● WRITTEN PROBLEM
Rewrite every line of the entries below as a JSON list of strings, one string per line, skipping blank lines and leaving the pictures out.
● ● ● ●
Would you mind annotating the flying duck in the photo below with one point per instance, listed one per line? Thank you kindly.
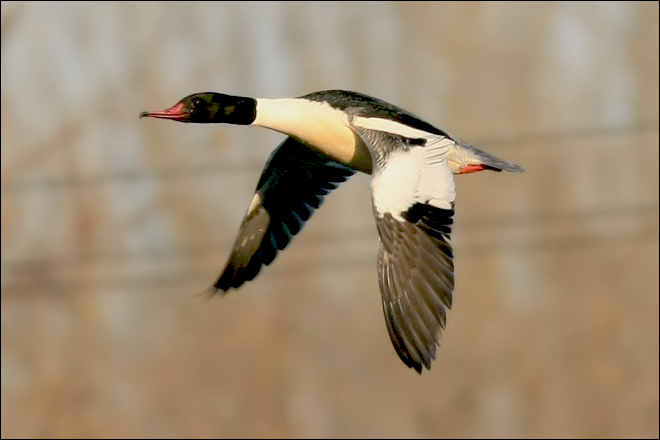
(331, 135)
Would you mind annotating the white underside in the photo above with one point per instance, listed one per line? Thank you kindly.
(417, 175)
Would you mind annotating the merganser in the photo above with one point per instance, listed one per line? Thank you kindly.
(331, 135)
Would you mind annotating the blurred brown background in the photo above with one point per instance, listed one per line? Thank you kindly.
(111, 224)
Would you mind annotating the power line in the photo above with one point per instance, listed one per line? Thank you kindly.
(569, 241)
(59, 184)
(350, 263)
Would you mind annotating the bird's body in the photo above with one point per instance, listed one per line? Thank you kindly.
(331, 135)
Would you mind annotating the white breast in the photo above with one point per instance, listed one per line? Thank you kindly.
(317, 124)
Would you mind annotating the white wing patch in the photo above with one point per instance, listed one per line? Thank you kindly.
(419, 174)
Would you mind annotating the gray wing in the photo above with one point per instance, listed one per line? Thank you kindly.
(416, 277)
(292, 185)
● ● ● ●
● FULL SOLUTION
[
  "Would you mind annotating the flying duck in the photo below with one point per instance, listed one per line? Thank you kindly.",
  "(331, 135)",
  "Would you mind annotating the white underside in the photo above with one point per instance, listed one per line? Thank you kindly.",
  "(417, 175)",
  "Would you mind annotating the merganser in the photo above with one point per instance, listed one per line? Thank you kindly.",
  "(331, 135)",
  "Would you mind annotating the blurred brown background in the photo above with one point per instance, listed one per line? Thank you kindly.",
  "(111, 224)",
  "Would you mind annotating the power line in the photo above with one point per instance, listed one per line? Thank you kindly.",
  "(569, 241)",
  "(59, 184)",
  "(350, 263)",
  "Would you mind annotating the bird's body in the photo above with one point per instance, listed one per line? Thank you kindly.",
  "(331, 135)",
  "Would you mind annotating the white breast in the photo above with one point per instance, listed one per line? Thank you kindly.",
  "(317, 124)",
  "Would you mind annotating the white wing patch in the photo above with one point per instance, listed one per line? Thank you kindly.",
  "(419, 174)",
  "Would you mind annotating the gray wing in the photo above with one point per instance, listed one per line? Thank you kindly.",
  "(416, 277)",
  "(292, 185)"
]